Segmentation labeling items
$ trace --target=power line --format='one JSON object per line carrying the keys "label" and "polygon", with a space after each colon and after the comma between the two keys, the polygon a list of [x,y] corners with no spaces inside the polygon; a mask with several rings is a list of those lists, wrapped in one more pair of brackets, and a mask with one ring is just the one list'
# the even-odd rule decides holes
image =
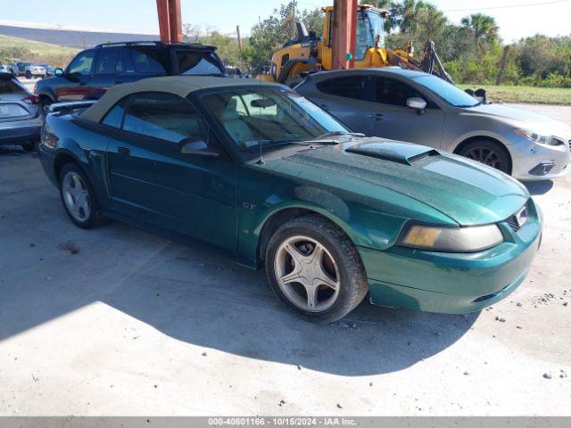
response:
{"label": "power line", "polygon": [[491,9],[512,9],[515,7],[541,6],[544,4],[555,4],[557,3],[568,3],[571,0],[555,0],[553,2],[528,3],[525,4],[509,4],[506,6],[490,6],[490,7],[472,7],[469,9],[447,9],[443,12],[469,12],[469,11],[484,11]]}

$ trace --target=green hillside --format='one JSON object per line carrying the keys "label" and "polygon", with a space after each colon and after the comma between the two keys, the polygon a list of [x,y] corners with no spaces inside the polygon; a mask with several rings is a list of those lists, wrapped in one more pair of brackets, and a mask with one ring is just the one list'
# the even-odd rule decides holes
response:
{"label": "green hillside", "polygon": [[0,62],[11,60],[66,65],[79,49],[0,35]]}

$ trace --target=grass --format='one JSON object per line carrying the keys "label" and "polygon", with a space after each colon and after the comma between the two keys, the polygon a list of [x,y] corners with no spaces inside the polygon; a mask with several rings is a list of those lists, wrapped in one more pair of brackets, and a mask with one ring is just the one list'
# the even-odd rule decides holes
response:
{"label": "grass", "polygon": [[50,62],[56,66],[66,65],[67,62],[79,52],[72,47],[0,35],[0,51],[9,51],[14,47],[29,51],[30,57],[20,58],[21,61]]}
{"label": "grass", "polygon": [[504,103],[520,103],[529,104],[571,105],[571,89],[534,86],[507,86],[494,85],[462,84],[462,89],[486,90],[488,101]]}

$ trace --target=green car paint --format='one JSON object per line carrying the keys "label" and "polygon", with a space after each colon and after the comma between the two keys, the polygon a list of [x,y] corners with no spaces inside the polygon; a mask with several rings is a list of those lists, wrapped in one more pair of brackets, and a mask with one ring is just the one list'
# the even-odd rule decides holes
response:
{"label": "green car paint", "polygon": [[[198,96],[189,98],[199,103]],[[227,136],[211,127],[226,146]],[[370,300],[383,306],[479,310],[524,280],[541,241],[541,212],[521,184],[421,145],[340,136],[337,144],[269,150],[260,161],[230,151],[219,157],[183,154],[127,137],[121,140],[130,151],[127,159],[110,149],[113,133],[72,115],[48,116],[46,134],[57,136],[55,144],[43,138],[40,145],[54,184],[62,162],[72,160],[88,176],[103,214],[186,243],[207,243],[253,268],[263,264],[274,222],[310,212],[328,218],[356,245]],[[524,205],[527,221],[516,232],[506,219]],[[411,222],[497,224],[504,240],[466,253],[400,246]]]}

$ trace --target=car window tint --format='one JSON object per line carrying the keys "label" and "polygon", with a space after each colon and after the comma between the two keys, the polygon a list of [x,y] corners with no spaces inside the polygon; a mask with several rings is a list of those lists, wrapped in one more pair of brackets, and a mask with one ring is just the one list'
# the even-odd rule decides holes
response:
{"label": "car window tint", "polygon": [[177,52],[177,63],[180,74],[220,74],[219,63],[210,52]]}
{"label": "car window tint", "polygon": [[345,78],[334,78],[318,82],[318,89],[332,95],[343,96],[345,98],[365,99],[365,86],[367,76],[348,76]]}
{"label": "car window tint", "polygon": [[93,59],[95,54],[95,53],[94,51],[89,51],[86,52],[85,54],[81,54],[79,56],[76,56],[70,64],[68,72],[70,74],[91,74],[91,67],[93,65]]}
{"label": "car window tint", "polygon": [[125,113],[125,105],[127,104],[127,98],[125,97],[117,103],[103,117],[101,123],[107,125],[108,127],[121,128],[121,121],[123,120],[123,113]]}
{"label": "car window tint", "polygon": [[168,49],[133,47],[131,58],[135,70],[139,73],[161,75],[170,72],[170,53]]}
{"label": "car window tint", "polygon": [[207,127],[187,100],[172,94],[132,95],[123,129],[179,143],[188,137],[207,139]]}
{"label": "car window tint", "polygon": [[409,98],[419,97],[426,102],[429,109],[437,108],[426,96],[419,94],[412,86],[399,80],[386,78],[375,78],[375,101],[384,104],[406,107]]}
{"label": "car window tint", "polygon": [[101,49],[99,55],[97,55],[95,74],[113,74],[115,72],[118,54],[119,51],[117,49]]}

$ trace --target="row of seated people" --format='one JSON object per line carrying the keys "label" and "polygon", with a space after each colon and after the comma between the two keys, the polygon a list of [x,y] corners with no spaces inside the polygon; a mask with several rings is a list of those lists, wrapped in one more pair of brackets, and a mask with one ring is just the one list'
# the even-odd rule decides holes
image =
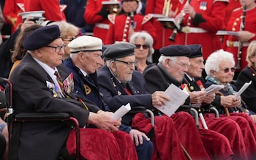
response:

What is asked: Find each line in the data above that contains the word "power" and copy those lines in full.

Answer for this exercise:
$ trace --target=power line --format='one JSON object per line carrying the keys "label" and "polygon", with a space after each colon and after the comma between the two keys, the polygon a list of [x,y] corners with no spaces inside the polygon; a mask with several rings is a list of those lists, wrapped in one more pair of brackets, and a mask with one ring is just the one list'
{"label": "power line", "polygon": [[491,9],[512,9],[515,7],[541,6],[544,4],[555,4],[557,3],[568,3],[571,0],[555,0],[553,2],[528,3],[525,4],[509,4],[506,6],[490,6],[490,7],[472,7],[469,9],[447,9],[443,12],[469,12],[469,11],[484,11]]}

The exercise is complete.